Exercise text
* * *

Clover Food Lab's BLT sandwich uses soy bacon, and was called the best BLT sandwich in Boston by Mayor Thomas Menino. The company was a winner of the Food Truck Challenge, a competition initiated by Menino to bring healthy mobile food vending to Boston, which has led to a rising trend in the city in the use of food and coffee trucks. Clover Food Lab was named one of the top 10 food trucks in the United States by The Wall Street Journal, and given the 2011 Best of Boston award for vegetarian food by The Improper Bostonian. The company was one of several food truck services highlighted by The Huffington Post for its intense use of technology (especially social media), distinctive product, and cult-like following. In 2016, it was named the best farm-to-table restaurant in Massachusetts by Travel + Leisure.

== Pay What You Want Day ==
Typically held on the first day of operations of a new Clover location, Pay What You Want Day allows the area to get to know the food and for the staff to work out their pace. In 2015, Pay What You Want Day was experienced in Central Square with the opening of CloverHFI.

In 2016, Clover Food Lab opened the doors to three new locations and one food truck all featuring Pay What You Want Day. All proceeds made during the openings were donated to The Food Project.

== Kosher certification ==
Most Clover locations are certified kosher by Lighthouse Kosher.

* * *

Source information
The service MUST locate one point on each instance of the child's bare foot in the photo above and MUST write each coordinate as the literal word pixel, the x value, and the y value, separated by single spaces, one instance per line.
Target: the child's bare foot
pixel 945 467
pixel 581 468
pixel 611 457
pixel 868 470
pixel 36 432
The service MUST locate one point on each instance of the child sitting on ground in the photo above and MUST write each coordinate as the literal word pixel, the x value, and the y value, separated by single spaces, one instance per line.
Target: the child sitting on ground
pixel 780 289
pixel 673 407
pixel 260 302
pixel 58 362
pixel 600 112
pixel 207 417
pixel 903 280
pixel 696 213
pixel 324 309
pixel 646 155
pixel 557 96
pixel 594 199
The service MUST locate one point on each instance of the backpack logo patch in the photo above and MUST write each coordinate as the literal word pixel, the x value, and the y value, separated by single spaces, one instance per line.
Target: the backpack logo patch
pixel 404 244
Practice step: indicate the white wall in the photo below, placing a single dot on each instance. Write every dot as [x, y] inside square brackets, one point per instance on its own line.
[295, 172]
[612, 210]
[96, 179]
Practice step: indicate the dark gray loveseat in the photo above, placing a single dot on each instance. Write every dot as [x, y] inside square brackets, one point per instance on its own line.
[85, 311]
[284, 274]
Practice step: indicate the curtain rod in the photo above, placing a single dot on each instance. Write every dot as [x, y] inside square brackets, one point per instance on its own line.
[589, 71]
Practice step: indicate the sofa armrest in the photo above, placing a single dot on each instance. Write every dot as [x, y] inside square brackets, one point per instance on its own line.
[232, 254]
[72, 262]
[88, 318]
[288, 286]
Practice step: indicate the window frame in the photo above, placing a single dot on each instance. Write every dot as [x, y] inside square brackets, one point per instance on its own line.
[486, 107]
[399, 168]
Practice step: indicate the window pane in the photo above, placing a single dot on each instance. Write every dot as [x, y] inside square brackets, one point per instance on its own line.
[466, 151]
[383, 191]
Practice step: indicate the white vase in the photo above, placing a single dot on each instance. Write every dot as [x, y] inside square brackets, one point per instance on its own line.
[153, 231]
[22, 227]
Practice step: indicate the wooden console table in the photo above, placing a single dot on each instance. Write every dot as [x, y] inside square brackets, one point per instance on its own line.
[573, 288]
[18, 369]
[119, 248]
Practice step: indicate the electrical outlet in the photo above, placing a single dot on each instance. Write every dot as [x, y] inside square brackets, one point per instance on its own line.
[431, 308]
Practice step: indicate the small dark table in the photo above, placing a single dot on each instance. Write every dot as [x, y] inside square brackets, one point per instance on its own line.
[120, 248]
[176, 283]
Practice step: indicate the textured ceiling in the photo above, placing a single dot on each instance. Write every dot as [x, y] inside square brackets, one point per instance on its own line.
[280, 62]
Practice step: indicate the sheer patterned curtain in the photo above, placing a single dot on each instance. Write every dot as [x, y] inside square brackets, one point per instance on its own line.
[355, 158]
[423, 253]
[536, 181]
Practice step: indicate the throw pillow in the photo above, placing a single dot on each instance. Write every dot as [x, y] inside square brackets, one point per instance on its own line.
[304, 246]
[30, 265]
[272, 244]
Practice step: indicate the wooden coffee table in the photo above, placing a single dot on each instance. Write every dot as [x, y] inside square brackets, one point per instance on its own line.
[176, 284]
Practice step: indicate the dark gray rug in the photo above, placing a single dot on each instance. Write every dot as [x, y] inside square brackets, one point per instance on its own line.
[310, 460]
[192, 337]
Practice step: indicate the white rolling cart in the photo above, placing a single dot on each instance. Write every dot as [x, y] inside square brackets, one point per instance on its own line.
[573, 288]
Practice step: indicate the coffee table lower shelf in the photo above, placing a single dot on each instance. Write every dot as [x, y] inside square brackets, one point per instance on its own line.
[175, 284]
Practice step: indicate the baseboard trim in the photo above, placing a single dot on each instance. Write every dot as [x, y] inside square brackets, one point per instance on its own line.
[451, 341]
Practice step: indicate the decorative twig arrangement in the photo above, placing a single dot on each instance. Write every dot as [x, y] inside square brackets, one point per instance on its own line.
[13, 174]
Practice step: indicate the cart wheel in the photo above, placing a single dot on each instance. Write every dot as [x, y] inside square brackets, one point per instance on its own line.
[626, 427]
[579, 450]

* * *

Try it
In the Clover Food Lab text, which organization received the proceeds from the 2016 openings?

Result of this exercise
The Food Project